Goal: Reproduce the data from the line containing "locate the porch" through the line containing "64, 275, 351, 324", swapping "neighboring" for "adjacent" and leaving everything else unchanged.

Start of Extracted information

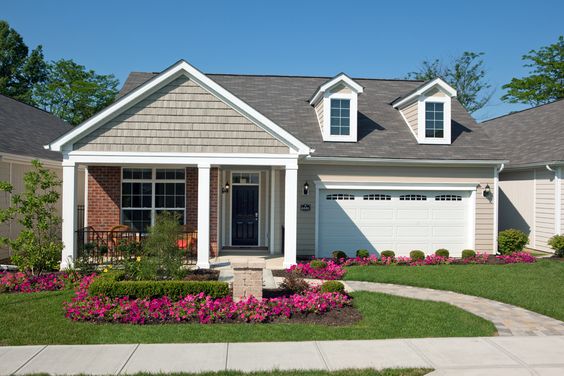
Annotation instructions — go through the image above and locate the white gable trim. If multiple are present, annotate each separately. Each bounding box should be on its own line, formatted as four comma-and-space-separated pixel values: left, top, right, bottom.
45, 60, 310, 155
392, 77, 456, 108
309, 73, 364, 106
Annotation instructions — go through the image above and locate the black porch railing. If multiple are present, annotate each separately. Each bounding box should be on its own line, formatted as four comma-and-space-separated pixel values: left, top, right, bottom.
76, 226, 197, 265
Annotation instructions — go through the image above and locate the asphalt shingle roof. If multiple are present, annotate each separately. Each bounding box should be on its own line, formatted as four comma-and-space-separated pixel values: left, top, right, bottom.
120, 72, 504, 160
481, 100, 564, 166
0, 95, 72, 160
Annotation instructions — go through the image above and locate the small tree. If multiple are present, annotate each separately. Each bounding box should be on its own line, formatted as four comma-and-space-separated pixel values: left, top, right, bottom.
0, 161, 63, 275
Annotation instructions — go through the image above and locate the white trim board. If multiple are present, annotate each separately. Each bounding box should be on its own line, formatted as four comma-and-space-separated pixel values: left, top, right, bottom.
45, 60, 310, 155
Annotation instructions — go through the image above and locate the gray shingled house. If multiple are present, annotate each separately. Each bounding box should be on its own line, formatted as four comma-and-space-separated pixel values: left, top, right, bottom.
0, 95, 84, 260
48, 61, 505, 268
483, 100, 564, 252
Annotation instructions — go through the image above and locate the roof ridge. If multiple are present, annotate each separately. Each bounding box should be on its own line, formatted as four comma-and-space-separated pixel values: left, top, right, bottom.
478, 98, 564, 124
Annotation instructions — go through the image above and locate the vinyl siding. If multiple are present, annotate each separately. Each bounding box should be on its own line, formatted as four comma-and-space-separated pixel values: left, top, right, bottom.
74, 77, 289, 153
499, 169, 535, 248
296, 164, 494, 256
400, 102, 419, 134
535, 168, 556, 252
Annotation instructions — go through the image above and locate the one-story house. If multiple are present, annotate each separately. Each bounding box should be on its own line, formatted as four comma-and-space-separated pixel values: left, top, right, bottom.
482, 100, 564, 252
48, 60, 505, 268
0, 95, 84, 263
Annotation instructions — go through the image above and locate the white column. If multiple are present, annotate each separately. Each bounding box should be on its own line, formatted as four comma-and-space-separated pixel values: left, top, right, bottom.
61, 162, 77, 269
284, 164, 298, 268
196, 164, 210, 269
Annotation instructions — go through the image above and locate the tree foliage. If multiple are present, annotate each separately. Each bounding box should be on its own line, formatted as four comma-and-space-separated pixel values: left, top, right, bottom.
0, 161, 63, 274
407, 51, 493, 113
501, 35, 564, 106
34, 59, 119, 125
0, 20, 47, 104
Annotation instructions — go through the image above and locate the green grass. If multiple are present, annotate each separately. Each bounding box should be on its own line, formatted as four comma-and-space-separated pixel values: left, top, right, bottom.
0, 291, 495, 345
345, 260, 564, 320
25, 368, 432, 376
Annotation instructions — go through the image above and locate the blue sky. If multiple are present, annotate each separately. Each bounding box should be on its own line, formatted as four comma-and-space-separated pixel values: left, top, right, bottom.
0, 0, 564, 120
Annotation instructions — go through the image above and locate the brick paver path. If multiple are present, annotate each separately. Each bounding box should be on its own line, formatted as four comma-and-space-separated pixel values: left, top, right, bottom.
343, 281, 564, 336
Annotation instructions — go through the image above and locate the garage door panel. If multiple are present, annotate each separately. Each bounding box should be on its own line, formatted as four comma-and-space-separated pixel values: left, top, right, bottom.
318, 190, 471, 256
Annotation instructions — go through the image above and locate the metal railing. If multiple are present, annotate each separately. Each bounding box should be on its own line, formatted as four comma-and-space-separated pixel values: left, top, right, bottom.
76, 226, 198, 265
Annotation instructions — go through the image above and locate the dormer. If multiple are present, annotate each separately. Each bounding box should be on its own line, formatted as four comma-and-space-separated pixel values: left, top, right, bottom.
309, 73, 363, 142
392, 78, 456, 145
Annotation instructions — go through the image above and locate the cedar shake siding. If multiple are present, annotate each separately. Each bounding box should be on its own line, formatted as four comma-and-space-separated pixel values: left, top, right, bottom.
73, 77, 289, 154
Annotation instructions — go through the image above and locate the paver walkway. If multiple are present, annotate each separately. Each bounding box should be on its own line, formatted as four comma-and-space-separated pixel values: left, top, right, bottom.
0, 336, 564, 376
343, 281, 564, 336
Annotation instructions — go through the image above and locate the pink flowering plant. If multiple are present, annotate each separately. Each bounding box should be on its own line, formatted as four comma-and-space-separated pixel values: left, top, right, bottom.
0, 272, 80, 293
64, 275, 352, 324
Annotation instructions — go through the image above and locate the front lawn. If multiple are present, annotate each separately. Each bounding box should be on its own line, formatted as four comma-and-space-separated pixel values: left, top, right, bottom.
0, 290, 495, 345
345, 259, 564, 320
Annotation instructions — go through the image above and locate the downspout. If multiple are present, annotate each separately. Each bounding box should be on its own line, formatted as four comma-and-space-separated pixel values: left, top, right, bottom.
493, 163, 505, 253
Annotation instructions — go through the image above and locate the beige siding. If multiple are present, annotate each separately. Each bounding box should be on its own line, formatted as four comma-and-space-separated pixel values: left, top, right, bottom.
535, 168, 556, 252
499, 169, 535, 248
400, 102, 419, 134
74, 77, 288, 153
296, 164, 494, 255
0, 161, 84, 260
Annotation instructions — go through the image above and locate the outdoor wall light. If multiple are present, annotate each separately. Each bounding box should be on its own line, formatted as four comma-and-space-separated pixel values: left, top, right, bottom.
482, 184, 492, 198
221, 182, 229, 193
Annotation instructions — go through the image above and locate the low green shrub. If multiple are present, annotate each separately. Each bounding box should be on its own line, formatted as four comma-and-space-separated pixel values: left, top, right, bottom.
356, 249, 370, 258
88, 273, 229, 299
380, 249, 396, 257
409, 249, 425, 261
309, 260, 327, 269
497, 228, 529, 255
331, 250, 347, 260
320, 281, 345, 293
435, 248, 450, 257
462, 249, 476, 259
548, 235, 564, 257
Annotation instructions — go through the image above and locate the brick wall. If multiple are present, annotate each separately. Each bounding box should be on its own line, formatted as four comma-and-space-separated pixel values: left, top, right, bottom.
88, 166, 121, 231
186, 167, 219, 256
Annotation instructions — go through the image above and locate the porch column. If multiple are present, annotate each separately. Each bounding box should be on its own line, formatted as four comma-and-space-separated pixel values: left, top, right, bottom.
196, 164, 210, 269
61, 162, 77, 269
284, 164, 298, 268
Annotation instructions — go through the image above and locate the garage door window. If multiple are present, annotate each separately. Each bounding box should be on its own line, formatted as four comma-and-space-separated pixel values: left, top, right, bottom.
400, 195, 427, 201
326, 193, 354, 200
435, 195, 462, 201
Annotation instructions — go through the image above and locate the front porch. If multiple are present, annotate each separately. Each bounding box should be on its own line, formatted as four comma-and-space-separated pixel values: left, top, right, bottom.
61, 155, 298, 269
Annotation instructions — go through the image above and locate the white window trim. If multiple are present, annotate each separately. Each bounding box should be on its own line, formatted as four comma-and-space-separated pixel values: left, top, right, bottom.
119, 166, 187, 231
417, 95, 452, 145
320, 91, 358, 142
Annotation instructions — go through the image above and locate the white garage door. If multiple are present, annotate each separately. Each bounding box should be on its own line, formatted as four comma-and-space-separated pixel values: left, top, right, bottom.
318, 189, 473, 257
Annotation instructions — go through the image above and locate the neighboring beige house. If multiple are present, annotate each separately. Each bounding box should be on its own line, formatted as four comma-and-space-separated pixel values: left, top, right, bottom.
49, 60, 506, 268
483, 100, 564, 252
0, 95, 84, 264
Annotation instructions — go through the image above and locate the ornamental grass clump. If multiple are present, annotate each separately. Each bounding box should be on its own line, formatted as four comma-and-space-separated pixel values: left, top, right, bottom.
64, 275, 351, 324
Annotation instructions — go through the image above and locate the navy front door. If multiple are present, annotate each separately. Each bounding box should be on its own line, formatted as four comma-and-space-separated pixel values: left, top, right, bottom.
231, 185, 259, 245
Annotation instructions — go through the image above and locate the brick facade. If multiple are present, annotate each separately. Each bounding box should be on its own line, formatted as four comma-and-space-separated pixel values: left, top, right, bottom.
88, 166, 121, 231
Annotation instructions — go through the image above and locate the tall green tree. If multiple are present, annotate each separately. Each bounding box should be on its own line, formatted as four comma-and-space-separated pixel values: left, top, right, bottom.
0, 20, 47, 104
34, 59, 119, 125
501, 35, 564, 106
407, 51, 493, 113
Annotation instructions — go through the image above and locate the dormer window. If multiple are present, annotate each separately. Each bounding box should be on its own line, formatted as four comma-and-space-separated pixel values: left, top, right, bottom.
425, 102, 445, 138
310, 73, 363, 142
331, 99, 351, 136
392, 78, 456, 145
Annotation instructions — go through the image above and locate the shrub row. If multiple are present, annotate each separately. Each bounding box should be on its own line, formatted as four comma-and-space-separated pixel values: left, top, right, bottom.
88, 273, 229, 299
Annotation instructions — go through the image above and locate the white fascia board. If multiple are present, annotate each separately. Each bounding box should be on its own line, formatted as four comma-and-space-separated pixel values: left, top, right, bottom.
46, 60, 310, 155
314, 180, 480, 191
300, 156, 507, 166
63, 151, 298, 167
309, 73, 364, 106
392, 77, 456, 108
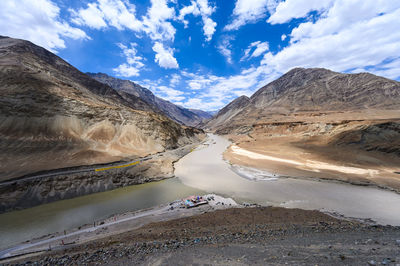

End of Extracted information

Final result:
Annotation instructions — go through the image above and locate the porch column. If multiple are present, annotate each separately. Each bounding box should be on its own line, formatted as four comma-and-space-separated pixel values: left, top, right, bottom.
196, 164, 210, 269
61, 162, 77, 269
284, 164, 298, 268
Annotation instructions — go through the image above and locate the garage door window. If multiple are present, annotate each separately. Each bounding box should be on its own line, formatted as four comma-and-space-separated pixel values: left, top, right, bottom.
400, 195, 427, 201
326, 193, 354, 200
435, 195, 462, 201
Annotation instructions — go through the image above and locate the front porch. If multiple are present, annotate each separately. Each bounding box should be on its own line, formatted as four comma-and-space-separated pixel values: left, top, right, bottom.
61, 155, 298, 269
Annotation instructions — go through the image above and locate the white window trim. If multiple are present, annotate each separately. Each bounding box should be on its own line, formatted as four comma-and-space-separated pixel values: left, top, right, bottom.
119, 166, 187, 231
417, 95, 452, 145
320, 91, 358, 142
Annotation instructions — go through the image above and locate the white garage door. If multiple are present, annotate each separately. Each bounding box should be on its own line, formatted as four comma-and-space-separated pixel values: left, top, right, bottom.
318, 189, 473, 257
Annotation instructions — go through the image above and locate the adjacent beige house. If multiple are present, annotate each separately. Each bounding box should be on its own line, formatted as four comma-and-space-separated pixel values: left, top, right, bottom.
49, 60, 506, 268
483, 100, 564, 252
0, 95, 84, 264
Annotation instructions — go through the image above and locate the ornamental grass clump. If multiple are present, annotate each separately. Each bounding box should be on its own line, formatted as four comma-and-space-separated pixel values: left, top, right, bottom.
64, 275, 351, 324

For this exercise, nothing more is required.